GIVEN EXERCISE 1:
According to the news report below, in which town was Taneski arrested at his home?

EXCERPTED PASSAGE:
## START
Arrested Friday at his home
Taneski was arrested Friday at his home in the town of Kicevo, about 75 miles southwest of the Macedonian capital, Skopje. Police were searching his house as well as his cottage in a nearby village.
All of the victims were elderly women who worked as cleaners and lived in the same neighborhood of Kicevo, police said.
The three women's bodies were found naked and stuffed in nylon bags hidden in different locations, police said. They had been sexually and physically abused, strangled and wrapped with phone cables, said police.
The body of 65-year-old Zivana Temelkoska was found this year; the body of Ljubica Licoska, 56, in 2007, and that of Mitra Simjanoska, 64, in 2005, police said. The journalist has been formally charged with murdering Temelkoska and Simjanoska, and is being investigated regarding the death of Licoska.
Woman missing in 2003
Police also are searching for a 78-year-old woman who went missing in 2003, and suspect she, too, may have been a victim of Taneski, Kotevski said.
It was not immediately clear if Taneski had a defense lawyer.
Some of the victims' family members said they had met Taneski when he was preparing his articles about the crimes.
"He came to our home, we talked, he asked for details," said Zoran Temelkoski, son of slain Zivana Temelkoska told private TV station A1. He expressed outrage that Taneski might be involved in the killings. "Who could imagine that it would be our neighbor at the end," the son said.
Licoska's sister, Cvetanka, told A1 TV she was shocked that police had named him as a main suspect. "I'm very surprised with this outcome. He came to me and asked for some details for my sister. He came here and asked for my sister's photo," she said.
## END
LISTING:
## START
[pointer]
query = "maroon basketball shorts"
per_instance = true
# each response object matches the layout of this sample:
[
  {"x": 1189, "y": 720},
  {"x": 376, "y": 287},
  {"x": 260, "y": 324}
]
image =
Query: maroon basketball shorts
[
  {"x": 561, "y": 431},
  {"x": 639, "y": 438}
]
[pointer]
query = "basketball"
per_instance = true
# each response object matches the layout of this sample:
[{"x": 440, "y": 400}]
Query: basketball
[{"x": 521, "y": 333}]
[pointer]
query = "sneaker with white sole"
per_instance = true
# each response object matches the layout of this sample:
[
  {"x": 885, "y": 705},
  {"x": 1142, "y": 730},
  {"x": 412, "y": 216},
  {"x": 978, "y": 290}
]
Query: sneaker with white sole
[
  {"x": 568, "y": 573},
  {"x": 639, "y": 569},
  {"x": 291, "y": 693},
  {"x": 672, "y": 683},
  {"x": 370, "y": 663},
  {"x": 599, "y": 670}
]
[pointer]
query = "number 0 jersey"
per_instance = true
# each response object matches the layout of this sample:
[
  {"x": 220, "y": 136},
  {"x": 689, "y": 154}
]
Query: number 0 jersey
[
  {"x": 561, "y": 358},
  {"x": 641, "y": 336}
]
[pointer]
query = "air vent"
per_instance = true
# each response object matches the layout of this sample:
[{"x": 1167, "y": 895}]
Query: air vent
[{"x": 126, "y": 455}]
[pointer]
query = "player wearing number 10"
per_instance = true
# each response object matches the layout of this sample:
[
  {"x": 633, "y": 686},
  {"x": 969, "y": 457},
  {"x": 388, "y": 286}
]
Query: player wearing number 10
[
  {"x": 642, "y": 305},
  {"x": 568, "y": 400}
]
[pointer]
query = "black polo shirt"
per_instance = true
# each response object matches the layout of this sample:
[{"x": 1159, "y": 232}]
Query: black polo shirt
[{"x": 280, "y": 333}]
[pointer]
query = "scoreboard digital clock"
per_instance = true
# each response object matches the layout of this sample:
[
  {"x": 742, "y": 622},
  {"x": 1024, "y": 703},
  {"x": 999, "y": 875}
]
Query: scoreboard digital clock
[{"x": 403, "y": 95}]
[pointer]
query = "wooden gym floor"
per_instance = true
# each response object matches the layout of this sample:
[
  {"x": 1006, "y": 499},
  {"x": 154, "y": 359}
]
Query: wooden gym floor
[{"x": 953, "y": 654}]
## END
## START
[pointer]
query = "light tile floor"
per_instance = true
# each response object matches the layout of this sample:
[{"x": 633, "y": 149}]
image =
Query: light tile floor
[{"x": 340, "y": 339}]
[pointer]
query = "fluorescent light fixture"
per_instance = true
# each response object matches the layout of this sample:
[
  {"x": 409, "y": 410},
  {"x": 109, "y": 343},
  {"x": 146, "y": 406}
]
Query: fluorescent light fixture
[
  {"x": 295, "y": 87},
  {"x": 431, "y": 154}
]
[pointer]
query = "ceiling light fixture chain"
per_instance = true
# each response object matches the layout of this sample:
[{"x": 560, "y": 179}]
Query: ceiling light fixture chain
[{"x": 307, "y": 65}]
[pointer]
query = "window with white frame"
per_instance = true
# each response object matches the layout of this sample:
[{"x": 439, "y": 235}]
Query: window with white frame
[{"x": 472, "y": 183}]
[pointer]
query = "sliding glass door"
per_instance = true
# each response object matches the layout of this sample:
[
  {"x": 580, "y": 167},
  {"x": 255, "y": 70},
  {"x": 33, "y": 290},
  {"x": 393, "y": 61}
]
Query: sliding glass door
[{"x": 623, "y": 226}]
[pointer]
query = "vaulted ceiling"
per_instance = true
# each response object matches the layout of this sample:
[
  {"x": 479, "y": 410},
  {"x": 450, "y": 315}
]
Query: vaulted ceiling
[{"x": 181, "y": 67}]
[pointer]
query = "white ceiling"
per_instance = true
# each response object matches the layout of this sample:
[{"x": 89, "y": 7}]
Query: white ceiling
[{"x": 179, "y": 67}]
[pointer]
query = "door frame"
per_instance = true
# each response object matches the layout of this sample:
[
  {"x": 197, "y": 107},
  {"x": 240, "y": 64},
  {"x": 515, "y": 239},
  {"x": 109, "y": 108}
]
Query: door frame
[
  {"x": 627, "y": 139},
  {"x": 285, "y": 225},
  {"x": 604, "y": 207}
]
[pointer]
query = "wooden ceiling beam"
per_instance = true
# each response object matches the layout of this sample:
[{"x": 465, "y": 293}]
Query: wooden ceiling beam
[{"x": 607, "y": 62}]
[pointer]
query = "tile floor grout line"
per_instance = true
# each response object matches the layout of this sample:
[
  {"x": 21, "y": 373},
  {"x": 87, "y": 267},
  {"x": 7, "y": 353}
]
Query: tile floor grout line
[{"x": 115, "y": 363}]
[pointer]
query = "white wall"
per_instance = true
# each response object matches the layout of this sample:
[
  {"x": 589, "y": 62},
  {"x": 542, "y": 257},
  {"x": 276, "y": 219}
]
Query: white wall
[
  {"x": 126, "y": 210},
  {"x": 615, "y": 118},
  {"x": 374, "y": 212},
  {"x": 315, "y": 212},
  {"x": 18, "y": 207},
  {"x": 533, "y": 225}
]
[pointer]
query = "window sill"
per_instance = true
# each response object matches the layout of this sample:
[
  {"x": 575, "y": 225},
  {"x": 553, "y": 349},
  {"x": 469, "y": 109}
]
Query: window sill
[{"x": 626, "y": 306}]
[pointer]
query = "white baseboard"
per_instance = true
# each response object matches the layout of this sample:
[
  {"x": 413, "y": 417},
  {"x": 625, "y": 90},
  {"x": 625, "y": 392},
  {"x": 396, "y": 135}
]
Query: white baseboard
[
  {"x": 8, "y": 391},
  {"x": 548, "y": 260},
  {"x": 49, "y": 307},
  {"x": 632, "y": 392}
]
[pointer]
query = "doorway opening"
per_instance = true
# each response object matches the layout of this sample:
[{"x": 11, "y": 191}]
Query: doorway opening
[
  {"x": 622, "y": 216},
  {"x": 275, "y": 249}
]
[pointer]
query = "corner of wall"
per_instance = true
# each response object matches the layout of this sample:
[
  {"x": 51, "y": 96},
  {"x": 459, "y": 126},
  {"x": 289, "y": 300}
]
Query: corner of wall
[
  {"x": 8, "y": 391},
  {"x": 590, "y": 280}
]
## END
## START
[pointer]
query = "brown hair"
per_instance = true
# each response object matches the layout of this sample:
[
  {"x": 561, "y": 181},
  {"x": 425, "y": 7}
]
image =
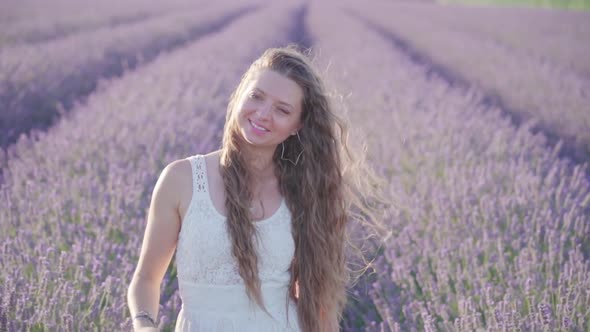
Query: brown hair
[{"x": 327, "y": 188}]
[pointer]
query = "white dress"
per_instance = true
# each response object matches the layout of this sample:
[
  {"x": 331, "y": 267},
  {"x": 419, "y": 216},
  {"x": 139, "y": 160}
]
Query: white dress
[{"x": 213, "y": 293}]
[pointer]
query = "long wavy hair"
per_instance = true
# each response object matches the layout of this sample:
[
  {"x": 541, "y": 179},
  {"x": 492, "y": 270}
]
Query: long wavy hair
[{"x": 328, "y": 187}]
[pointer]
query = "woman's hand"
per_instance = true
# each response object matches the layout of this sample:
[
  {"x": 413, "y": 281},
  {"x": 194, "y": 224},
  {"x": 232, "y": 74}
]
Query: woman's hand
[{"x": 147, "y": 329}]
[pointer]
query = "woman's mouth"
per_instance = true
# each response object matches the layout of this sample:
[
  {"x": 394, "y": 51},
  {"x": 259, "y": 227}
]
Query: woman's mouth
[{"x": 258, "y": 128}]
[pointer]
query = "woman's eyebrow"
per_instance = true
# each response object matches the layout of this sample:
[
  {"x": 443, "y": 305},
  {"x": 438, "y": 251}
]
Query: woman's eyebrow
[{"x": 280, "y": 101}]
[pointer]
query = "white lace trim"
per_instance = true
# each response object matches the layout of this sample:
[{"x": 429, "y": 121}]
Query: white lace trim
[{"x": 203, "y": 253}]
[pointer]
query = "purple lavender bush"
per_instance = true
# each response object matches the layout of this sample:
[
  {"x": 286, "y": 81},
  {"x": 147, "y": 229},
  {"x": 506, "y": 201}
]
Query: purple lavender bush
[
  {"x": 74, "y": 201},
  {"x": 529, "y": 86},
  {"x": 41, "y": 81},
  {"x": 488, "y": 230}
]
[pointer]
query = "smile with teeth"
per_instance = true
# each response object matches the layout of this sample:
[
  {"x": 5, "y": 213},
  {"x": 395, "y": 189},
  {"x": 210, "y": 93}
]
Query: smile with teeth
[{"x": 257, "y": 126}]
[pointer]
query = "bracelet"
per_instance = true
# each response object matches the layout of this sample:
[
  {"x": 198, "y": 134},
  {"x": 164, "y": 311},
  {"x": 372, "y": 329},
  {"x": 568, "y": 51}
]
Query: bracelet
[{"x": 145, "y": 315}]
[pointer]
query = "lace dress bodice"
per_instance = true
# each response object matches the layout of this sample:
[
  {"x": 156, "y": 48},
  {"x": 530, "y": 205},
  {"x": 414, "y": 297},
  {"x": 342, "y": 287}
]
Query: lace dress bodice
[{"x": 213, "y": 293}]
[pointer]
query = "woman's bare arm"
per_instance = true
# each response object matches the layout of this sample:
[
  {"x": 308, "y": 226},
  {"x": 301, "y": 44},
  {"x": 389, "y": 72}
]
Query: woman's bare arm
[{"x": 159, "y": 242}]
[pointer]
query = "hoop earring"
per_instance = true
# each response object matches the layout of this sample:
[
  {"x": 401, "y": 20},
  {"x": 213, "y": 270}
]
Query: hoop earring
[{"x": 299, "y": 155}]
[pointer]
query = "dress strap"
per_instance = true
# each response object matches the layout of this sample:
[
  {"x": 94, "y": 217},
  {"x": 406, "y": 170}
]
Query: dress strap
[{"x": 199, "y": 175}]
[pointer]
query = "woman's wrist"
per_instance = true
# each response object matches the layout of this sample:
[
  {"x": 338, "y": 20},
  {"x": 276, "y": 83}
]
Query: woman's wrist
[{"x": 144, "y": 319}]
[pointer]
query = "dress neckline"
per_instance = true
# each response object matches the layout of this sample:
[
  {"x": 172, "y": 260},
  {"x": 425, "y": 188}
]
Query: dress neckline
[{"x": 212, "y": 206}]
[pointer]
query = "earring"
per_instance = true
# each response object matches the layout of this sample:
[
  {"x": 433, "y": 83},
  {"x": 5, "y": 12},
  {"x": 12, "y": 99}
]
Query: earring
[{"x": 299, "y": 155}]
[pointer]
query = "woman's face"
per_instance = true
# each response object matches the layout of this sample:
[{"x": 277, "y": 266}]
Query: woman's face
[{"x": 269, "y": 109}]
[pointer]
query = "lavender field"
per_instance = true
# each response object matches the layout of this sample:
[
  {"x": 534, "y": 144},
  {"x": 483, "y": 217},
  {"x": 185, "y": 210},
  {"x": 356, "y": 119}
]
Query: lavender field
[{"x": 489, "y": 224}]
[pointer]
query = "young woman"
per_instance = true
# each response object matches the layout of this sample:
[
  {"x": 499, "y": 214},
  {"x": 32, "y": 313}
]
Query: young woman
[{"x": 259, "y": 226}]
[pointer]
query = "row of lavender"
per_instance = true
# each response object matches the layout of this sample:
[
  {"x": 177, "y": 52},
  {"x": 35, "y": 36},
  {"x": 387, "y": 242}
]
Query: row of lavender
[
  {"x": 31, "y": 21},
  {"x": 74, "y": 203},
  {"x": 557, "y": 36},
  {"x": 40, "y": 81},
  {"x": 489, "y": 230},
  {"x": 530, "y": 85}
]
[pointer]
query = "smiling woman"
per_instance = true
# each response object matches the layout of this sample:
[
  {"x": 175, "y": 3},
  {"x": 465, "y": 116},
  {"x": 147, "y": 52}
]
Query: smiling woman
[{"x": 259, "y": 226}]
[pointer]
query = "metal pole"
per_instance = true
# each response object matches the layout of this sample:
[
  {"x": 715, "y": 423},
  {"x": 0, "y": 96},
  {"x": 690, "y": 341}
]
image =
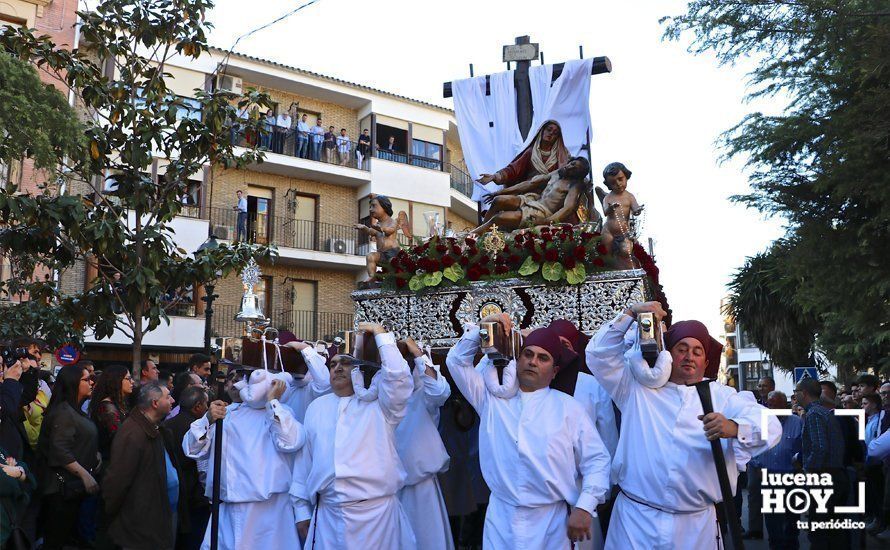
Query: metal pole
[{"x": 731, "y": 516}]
## END
GIVEN EXERCISE 2:
Return every line of the rows above that contains the string "lavender".

FINISHED ANSWER 1:
Kicevo

FINISHED ANSWER 2:
query = "purple lavender bush"
Query: purple lavender bush
query = "lavender field"
Query: lavender field
query = "row of lavender"
Query: row of lavender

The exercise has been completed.